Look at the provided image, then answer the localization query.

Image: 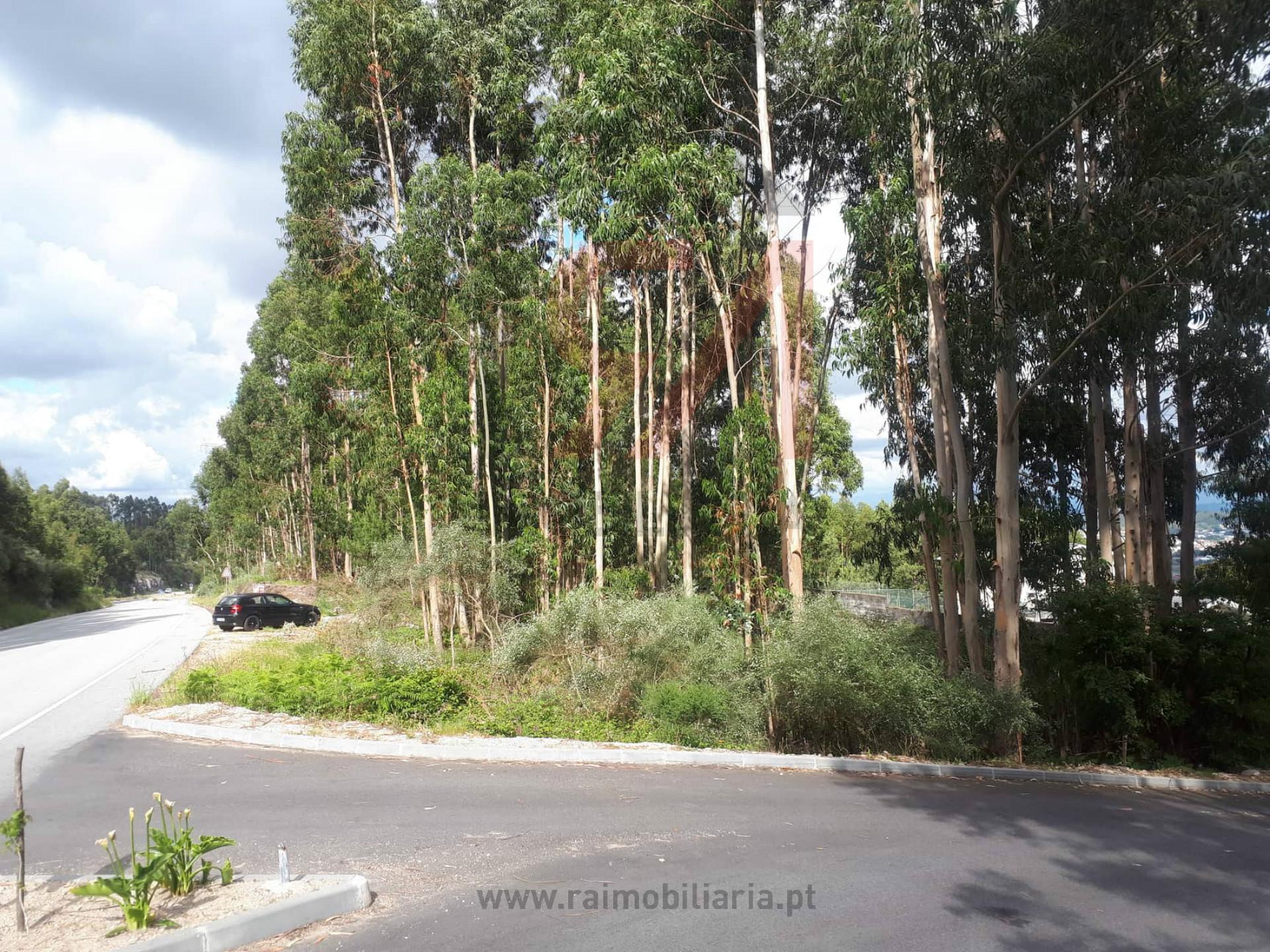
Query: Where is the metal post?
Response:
[13,748,26,932]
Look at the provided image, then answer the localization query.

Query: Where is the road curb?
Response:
[123,715,1270,793]
[128,876,371,952]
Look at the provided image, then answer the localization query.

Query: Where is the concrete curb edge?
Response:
[123,715,1270,793]
[128,876,371,952]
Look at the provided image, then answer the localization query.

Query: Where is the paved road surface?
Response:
[0,596,210,789]
[12,730,1270,952]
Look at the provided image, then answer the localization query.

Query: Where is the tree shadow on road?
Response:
[839,778,1270,952]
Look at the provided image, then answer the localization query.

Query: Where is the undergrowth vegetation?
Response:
[165,589,1035,759]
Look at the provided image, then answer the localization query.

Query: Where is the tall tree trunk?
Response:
[631,280,644,569]
[1124,354,1147,585]
[908,77,983,674]
[384,341,423,565]
[644,277,657,578]
[1089,373,1115,569]
[992,188,1023,690]
[476,340,498,571]
[538,353,559,612]
[653,260,675,592]
[300,430,318,581]
[754,0,802,608]
[890,320,947,650]
[1146,358,1173,614]
[343,436,353,581]
[679,270,696,595]
[926,335,961,678]
[410,360,443,651]
[1103,446,1128,582]
[1173,286,1199,612]
[587,244,605,589]
[468,333,480,506]
[1072,116,1115,567]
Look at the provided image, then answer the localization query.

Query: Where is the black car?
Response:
[212,592,321,631]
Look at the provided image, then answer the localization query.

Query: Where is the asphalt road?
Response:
[12,730,1270,952]
[0,596,210,789]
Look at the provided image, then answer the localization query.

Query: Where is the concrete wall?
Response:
[833,592,935,628]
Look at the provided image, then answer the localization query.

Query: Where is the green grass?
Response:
[174,643,468,723]
[0,592,104,628]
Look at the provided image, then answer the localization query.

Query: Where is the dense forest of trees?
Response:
[197,0,1270,688]
[0,466,214,617]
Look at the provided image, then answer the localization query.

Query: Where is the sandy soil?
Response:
[0,877,330,952]
[141,702,1266,781]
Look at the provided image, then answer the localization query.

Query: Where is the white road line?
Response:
[0,619,170,740]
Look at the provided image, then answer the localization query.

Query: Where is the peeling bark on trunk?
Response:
[1072,116,1115,567]
[992,188,1023,690]
[300,430,318,581]
[587,245,605,589]
[1173,287,1199,612]
[754,0,802,610]
[631,282,644,569]
[343,436,353,581]
[1124,365,1147,585]
[1147,360,1173,614]
[679,274,695,595]
[410,362,442,651]
[1089,373,1115,569]
[384,344,421,565]
[890,321,947,650]
[910,79,983,674]
[538,354,559,612]
[653,262,675,592]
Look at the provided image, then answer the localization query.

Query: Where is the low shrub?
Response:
[640,682,732,727]
[766,599,1035,760]
[178,643,468,722]
[441,694,652,742]
[1023,574,1270,770]
[494,589,761,720]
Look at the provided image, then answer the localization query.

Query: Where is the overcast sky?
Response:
[0,0,896,501]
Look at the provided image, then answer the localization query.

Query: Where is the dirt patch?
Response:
[0,877,331,952]
[145,701,435,741]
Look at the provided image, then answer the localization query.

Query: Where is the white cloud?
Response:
[834,393,904,501]
[0,389,58,446]
[69,415,173,494]
[834,393,886,442]
[0,72,282,499]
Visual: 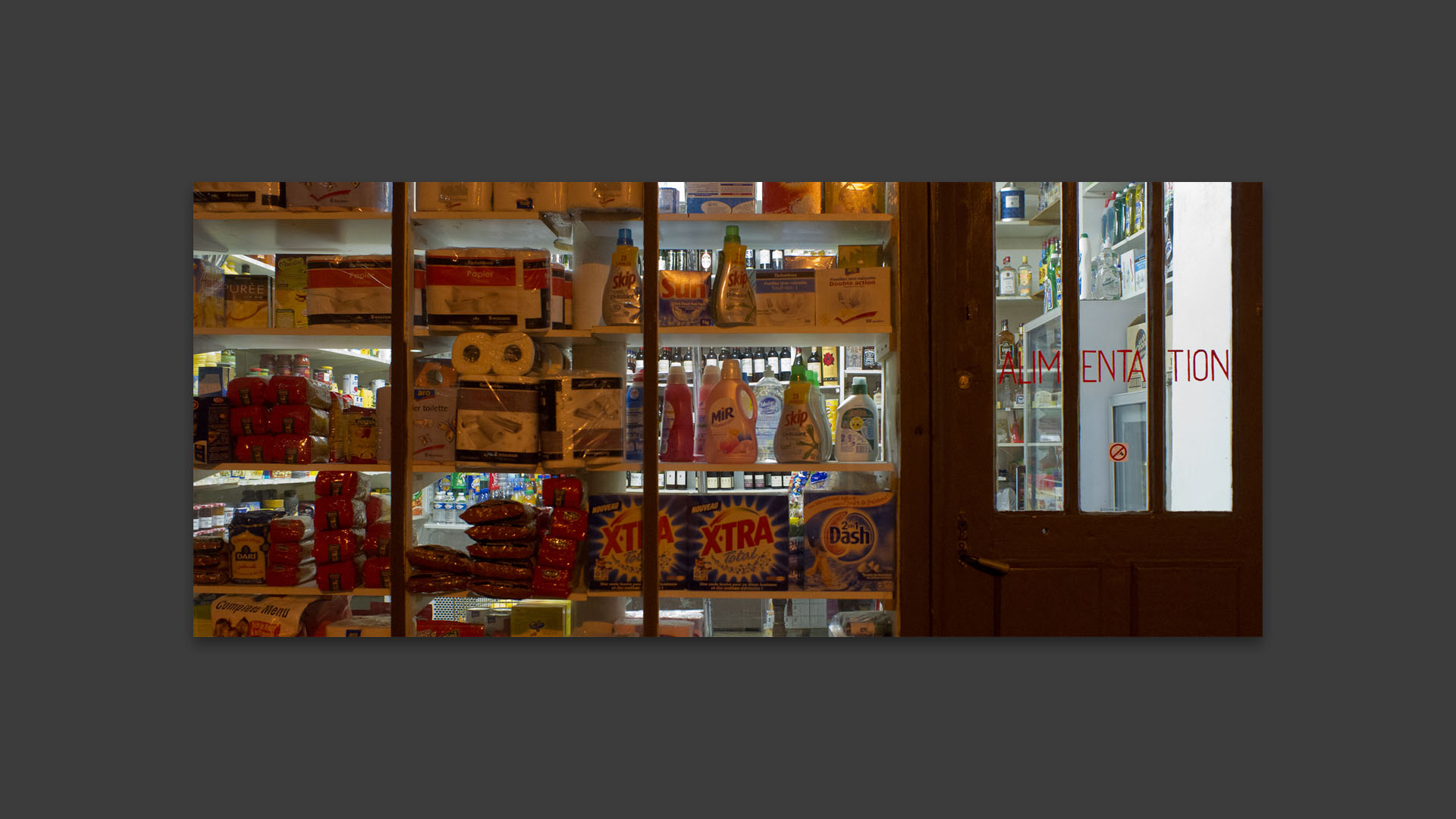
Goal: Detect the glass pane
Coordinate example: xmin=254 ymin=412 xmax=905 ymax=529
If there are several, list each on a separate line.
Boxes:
xmin=992 ymin=182 xmax=1063 ymax=512
xmin=1075 ymin=182 xmax=1149 ymax=512
xmin=1163 ymin=182 xmax=1233 ymax=512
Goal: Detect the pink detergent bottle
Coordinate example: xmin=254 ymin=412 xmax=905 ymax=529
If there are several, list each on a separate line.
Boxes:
xmin=703 ymin=359 xmax=758 ymax=463
xmin=663 ymin=364 xmax=693 ymax=460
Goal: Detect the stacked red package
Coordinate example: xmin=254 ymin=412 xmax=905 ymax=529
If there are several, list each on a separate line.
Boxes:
xmin=228 ymin=376 xmax=329 ymax=463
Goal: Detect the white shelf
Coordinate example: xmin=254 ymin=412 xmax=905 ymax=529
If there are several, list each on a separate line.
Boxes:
xmin=192 ymin=580 xmax=389 ymax=598
xmin=192 ymin=212 xmax=391 ymax=255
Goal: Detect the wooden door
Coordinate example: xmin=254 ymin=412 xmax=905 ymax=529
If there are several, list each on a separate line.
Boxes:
xmin=907 ymin=182 xmax=1263 ymax=635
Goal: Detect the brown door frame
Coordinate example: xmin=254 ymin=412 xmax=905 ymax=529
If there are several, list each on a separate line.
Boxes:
xmin=926 ymin=182 xmax=1264 ymax=635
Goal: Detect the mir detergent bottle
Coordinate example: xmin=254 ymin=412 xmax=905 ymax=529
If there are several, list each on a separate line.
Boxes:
xmin=703 ymin=359 xmax=758 ymax=463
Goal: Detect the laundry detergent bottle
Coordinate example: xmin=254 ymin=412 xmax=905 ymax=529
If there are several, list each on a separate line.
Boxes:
xmin=661 ymin=364 xmax=693 ymax=460
xmin=703 ymin=359 xmax=758 ymax=463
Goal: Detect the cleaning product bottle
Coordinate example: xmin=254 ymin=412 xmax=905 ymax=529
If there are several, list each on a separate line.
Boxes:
xmin=693 ymin=364 xmax=718 ymax=459
xmin=709 ymin=224 xmax=758 ymax=326
xmin=622 ymin=373 xmax=644 ymax=460
xmin=834 ymin=376 xmax=880 ymax=460
xmin=774 ymin=364 xmax=824 ymax=463
xmin=753 ymin=361 xmax=783 ymax=463
xmin=661 ymin=364 xmax=693 ymax=460
xmin=703 ymin=359 xmax=758 ymax=463
xmin=805 ymin=370 xmax=834 ymax=460
xmin=601 ymin=228 xmax=642 ymax=326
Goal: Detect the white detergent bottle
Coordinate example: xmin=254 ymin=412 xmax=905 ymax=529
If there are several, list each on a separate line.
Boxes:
xmin=834 ymin=376 xmax=880 ymax=460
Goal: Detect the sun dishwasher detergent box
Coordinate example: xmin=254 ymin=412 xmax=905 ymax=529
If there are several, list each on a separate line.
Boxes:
xmin=684 ymin=182 xmax=755 ymax=213
xmin=687 ymin=494 xmax=789 ymax=592
xmin=802 ymin=490 xmax=896 ymax=592
xmin=814 ymin=267 xmax=890 ymax=332
xmin=585 ymin=494 xmax=690 ymax=592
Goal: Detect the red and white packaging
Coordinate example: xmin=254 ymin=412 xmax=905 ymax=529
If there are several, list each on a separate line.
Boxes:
xmin=313 ymin=497 xmax=364 ymax=532
xmin=228 ymin=403 xmax=271 ymax=438
xmin=268 ymin=402 xmax=329 ymax=438
xmin=313 ymin=560 xmax=358 ymax=592
xmin=268 ymin=376 xmax=332 ymax=410
xmin=313 ymin=471 xmax=369 ymax=500
xmin=233 ymin=436 xmax=272 ymax=463
xmin=228 ymin=376 xmax=272 ymax=406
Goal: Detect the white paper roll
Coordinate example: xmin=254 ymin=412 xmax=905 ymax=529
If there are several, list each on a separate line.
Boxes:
xmin=450 ymin=332 xmax=495 ymax=378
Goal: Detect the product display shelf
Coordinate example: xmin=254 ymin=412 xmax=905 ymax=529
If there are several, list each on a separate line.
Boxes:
xmin=192 ymin=212 xmax=391 ymax=255
xmin=192 ymin=583 xmax=389 ymax=598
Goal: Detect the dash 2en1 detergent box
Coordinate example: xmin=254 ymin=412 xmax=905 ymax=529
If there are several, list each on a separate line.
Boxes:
xmin=673 ymin=494 xmax=789 ymax=592
xmin=804 ymin=490 xmax=896 ymax=592
xmin=585 ymin=494 xmax=690 ymax=592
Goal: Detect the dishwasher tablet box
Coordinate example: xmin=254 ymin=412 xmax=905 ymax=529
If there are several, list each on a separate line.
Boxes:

===============

**Work required:**
Rewrite the items from the line with "Goal: Detect the wooden door" up to and including the line with "xmin=926 ymin=182 xmax=1264 ymax=635", keeping the requests, and offset every box coordinate in the answers by adding 48.

**Written reply:**
Goal: Detect the wooden door
Coordinate example: xmin=254 ymin=412 xmax=905 ymax=529
If there are several, list each on a separate line.
Boxes:
xmin=955 ymin=230 xmax=1311 ymax=683
Goal: Detect the brown door frame
Coordinate example: xmin=254 ymin=412 xmax=905 ymax=529
If there are several, list each on a separate line.
Boxes:
xmin=974 ymin=230 xmax=1312 ymax=683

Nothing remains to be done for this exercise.